Material shown section start
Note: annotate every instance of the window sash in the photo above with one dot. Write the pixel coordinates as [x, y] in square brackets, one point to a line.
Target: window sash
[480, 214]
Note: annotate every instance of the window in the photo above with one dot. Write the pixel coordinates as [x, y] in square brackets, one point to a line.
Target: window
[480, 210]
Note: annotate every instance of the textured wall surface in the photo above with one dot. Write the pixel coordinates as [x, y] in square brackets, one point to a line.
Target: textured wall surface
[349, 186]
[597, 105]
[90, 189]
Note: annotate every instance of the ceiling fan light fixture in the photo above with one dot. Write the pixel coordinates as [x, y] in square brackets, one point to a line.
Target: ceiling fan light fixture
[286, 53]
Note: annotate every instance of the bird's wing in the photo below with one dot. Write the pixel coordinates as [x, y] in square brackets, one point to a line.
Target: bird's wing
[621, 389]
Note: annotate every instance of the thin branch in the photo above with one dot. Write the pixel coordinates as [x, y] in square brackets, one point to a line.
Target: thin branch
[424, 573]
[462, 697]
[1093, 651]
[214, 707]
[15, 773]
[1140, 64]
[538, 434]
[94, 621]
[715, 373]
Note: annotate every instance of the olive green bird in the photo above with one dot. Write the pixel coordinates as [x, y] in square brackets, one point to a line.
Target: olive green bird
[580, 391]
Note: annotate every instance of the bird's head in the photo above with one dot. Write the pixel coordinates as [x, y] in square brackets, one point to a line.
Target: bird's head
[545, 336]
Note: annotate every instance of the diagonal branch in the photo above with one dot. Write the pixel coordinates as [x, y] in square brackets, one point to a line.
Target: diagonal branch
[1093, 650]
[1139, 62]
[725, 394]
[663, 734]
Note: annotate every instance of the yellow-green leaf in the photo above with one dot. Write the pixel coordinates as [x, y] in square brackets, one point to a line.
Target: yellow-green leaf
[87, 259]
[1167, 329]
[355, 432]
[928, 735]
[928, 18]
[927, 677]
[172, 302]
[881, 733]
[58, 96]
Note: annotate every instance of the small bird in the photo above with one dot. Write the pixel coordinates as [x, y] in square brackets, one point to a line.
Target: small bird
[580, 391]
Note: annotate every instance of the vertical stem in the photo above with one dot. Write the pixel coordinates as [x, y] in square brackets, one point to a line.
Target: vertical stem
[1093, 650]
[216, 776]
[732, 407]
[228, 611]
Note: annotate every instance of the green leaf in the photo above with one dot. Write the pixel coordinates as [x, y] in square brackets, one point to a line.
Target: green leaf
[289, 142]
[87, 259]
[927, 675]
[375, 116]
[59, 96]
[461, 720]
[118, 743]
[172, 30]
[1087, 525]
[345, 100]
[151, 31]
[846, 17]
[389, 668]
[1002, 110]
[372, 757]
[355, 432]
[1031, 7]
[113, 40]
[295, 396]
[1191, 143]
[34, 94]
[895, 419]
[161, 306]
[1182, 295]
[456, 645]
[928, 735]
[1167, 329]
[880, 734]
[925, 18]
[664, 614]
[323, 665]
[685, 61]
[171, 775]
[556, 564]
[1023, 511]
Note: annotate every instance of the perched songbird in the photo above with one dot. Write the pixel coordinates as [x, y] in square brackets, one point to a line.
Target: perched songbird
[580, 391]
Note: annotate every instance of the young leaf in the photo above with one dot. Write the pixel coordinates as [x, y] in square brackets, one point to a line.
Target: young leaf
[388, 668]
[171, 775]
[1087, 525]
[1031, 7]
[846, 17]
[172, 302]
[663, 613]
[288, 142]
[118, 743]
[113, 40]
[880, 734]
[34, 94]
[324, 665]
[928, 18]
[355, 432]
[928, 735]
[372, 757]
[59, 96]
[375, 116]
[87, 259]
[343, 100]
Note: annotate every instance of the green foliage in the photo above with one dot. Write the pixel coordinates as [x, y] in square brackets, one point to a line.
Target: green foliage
Material shown section end
◆ Task item:
How many lines in the data contain "foliage"? Answer with the number alone.

◆ Solution below:
2